*** Exercise passage Section Begins ***

3.2. Predicted Relationships by Livestock Species

Revenue (synonymous with the value of liveweight production per hectare) explained 87.8% of the variation in sheep GMs, while CY explained 36.7% of the variation in LRest. The latter was improved marginally by fitting CY + ME + CP (55.2%). However, CY only explained 8.1% of the variation in GM, with CY + ME + CP explaining 34.7%.

In contrast to sheep, LRest only explained 14.7% of the variation in GMs for cattle. Liveweight change (33.6%) was the single parameter that explained the most variation in GM, while fitting CY + ME + CP explained 46.6%. However, as with sheep, yield was the single parameter that explained most variation in LRest per hectare for cattle (43.5%) with the addition of ME plus CP to the model, increasing the variation explained to 63.7%.

Metabolisable energy accounted for only 2.2% and 1.1% of the variation in DMI for sheep and cattle, respectively. In contrast CP accounted for 79.1% and 71.5% for sheep and cattle, respectively, which was not improved by fitting both ME and CP for either sheep (81.5%) or cattle (75.0%). However, ME accounted for 48.0% and 42.3% of the variation in LWC, whereas CP accounted for 37.4% and 34.1% of the variation in LWC for sheep and cattle, respectively, and the variation accounted for was improved by fitting both ME and CP for sheep (85.2%) and cattle (82.9%). There was also a negative correlation between yield and LWC for both sheep (r = −0.614) and cattle (r = −0.579). Predicted relationships between GM and LRest for sheep and cattle are shown in Table 3.

3.3. Predicted Relationships by Species and CP Limitation

Within the crops tested there was a continuum in both ME and CP content, which ranged from 6.9 to 13.1 MJ/kg DM and 49.8 to 215.4 g/kg DM, respectively. The crops were divided into two groups based on whether Grazfeed predicted that CP content was adequate for the available ME, based on apparent differences between the two groups. An apparent linear relationship between ME and DMI existed for some crops, mainly cereal/vetch (Figure 1). Crops which did not fit the relationship were those where CP was determined to be inadequate to fully utilise the available ME. The data was subsequently partitioned into two groups based on whether Grazfeed predicted that CP was non-limiting (CP+) or may limit (CP−) production for each individual crop’s ME content at the start of the feeding period. Of the 193 crops, the proportion with adequate CP content was 23.3% for sheep and 38.9% for cattle, and of the crops with adequate CP for sheep (n = 45) and cattle (n = 69), 95.6% and 82.7%, respectively, were cereal/vetch. In contrast, 67.6% (sheep) and 75.4% (cattle) of crops with inadequate CP were cereal crops.

The variation in GM subsequently accounted for by LRest in the CP+ crops was similar to that observed for the whole data set for both sheep (87.6%) and cattle (11.3%). The model which accounted for the most variation in sheep GM was CY + DMI + LWC (91.5%) which was similar to the variation in GM explained by LRest, and more than by CY+ ME + CP (59.6%). However, for cattle GM, CY + DMI (51.1%) explained as much of the variation as CY + DMI + LWC (51.3%), and only explained marginally more of the variation than yield plus the feed quality parameters: CY + ME + CP (46.4%).

*** Exercise passage Section Ends ***

Required work:
**a.** List every percentage figure in the paragraph of the predicted-relationships passage that begins "In contrast to sheep", in the order they appear.
**b.** Reproduce the part of the predicted-relationships passage between "3.2. Predicted Relationships" and "CP explaining 34.7%.", inclusive.

*** Data under study Section Begins ***

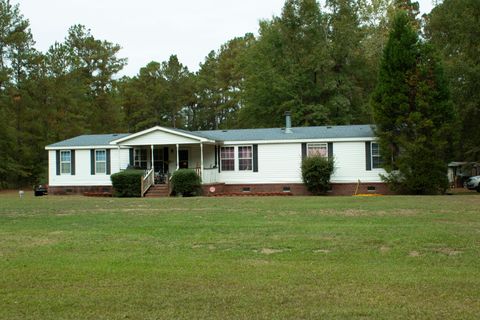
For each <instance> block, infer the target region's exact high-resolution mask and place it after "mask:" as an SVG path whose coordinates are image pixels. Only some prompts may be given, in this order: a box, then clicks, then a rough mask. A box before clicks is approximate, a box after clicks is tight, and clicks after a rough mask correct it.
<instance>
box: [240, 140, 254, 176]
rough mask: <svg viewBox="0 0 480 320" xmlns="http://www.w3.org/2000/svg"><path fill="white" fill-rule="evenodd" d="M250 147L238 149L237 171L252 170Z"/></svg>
mask: <svg viewBox="0 0 480 320" xmlns="http://www.w3.org/2000/svg"><path fill="white" fill-rule="evenodd" d="M252 160H253V153H252V146H246V147H238V170H240V171H245V170H252Z"/></svg>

*** Data under study Section Ends ***

Answers for each item:
**a.** 14.7%, 33.6%, 46.6%, 43.5%, 63.7%

**b.**
3.2. Predicted Relationships by Livestock Species

Revenue (synonymous with the value of liveweight production per hectare) explained 87.8% of the variation in sheep GMs, while CY explained 36.7% of the variation in LRest. The latter was improved marginally by fitting CY + ME + CP (55.2%). However, CY only explained 8.1% of the variation in GM, with CY + ME + CP explaining 34.7%.